▶ PASSAGE SHOWN
━━━

Gateway Monitoring (Advanced - Down)

jimp

I get asked about it often enough I figured it was worth the block of text and also to ease/erase confusion. It wouldn't be quite as bad if it wasn't in a narrow box :-)

NOYB

Thank you. Think that is clearer.

wallabybob

While I agree the revised text is an improvement I think it perpetuates the problem by calling an interval a frequency:

. . . your Down time is 40 seconds but on a 30 second frequency,

I appreciate that history might make it difficult to do this, but at least in user visible text, the configuration item Frequency Probe should be changed to the more correct Probe Interval and explanatory text changed appropriately, for example, the changed text replaced by

The Down time specifies the length of time before the gateway is marked as down, but the accuracy is controlled by the Probe Interval value. For example, if your Down time is 40 seconds and the Probe Interval 30 seconds, only one probe would have to fail before the gateway is marked down at the 40 second mark. By default, the gateway is considered down after 10 seconds, and the probe interval is 1 second, so 10 probes would have to fail before the gateway is marked down.

While I am in a pedantic mood, when does the Down Time start? Presumably when a probe is considered to have "failed". In that case for the example values, I expect two consecutive probes would have to "fail" (one to start the Down timer and one 30 seconds later) for the gateway to be considered down. But that assumes a particular mechanism.

There are significant consequences in pfSense considering a gateway down. I expect a significant proportion of pfSense users would not want "gateway down" processing triggered by a single failed gateway probe. So how does one choose values for these parameters so that a single failed probe won't cause a gateway to be considered "down"?

adam65535

Why not have the values/example mentioned in the comment be dynamically adjusted to what is set.

You set 40 Down time
you set 30 second probe interval

The Down time specifies the length of time before the gateway is marked as down, but the accuracy is controlled by the Probe Interval value. For example, the value that is currently set for Down time is 40 seconds and the Probe Interval is 30 seconds. Only 1 probe would have to fail before the gateway is marked down at the 40 second mark.
WARNING: A single probe failure would cause the gateway to be set to down with currently set values. At least 2 is recommended. Increase Down time or decrease probe interval.

━━━

▶ DATA EXCERPTS
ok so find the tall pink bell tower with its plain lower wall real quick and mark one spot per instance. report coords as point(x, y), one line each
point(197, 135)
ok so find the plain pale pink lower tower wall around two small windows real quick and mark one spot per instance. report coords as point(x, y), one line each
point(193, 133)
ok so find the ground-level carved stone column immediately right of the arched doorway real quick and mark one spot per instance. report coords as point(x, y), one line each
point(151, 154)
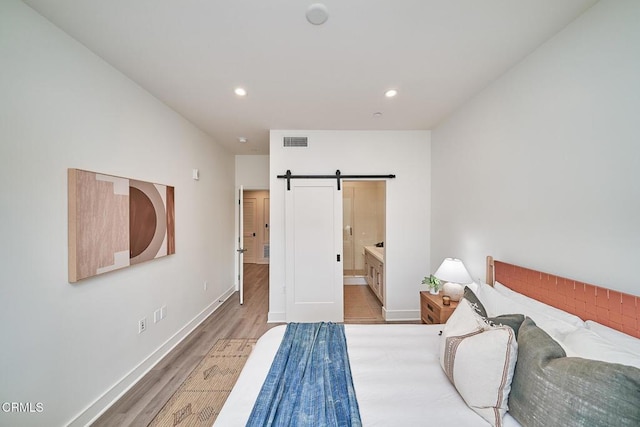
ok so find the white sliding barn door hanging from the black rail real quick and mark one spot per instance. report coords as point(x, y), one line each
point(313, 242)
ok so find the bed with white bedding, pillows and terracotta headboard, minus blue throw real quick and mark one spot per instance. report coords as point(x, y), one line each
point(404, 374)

━━━

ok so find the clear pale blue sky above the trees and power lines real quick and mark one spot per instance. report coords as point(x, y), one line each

━━━

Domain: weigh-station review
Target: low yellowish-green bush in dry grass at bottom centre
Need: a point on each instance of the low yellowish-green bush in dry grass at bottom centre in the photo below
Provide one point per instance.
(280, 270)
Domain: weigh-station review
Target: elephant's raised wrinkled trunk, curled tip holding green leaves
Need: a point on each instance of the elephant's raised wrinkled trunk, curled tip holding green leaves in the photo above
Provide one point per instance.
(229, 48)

━━━

▶ PROBLEM STATEMENT
In the gateway monitoring thread, what name does wallabybob suggest in place of "Frequency Probe"?

▶ RESULT
Probe Interval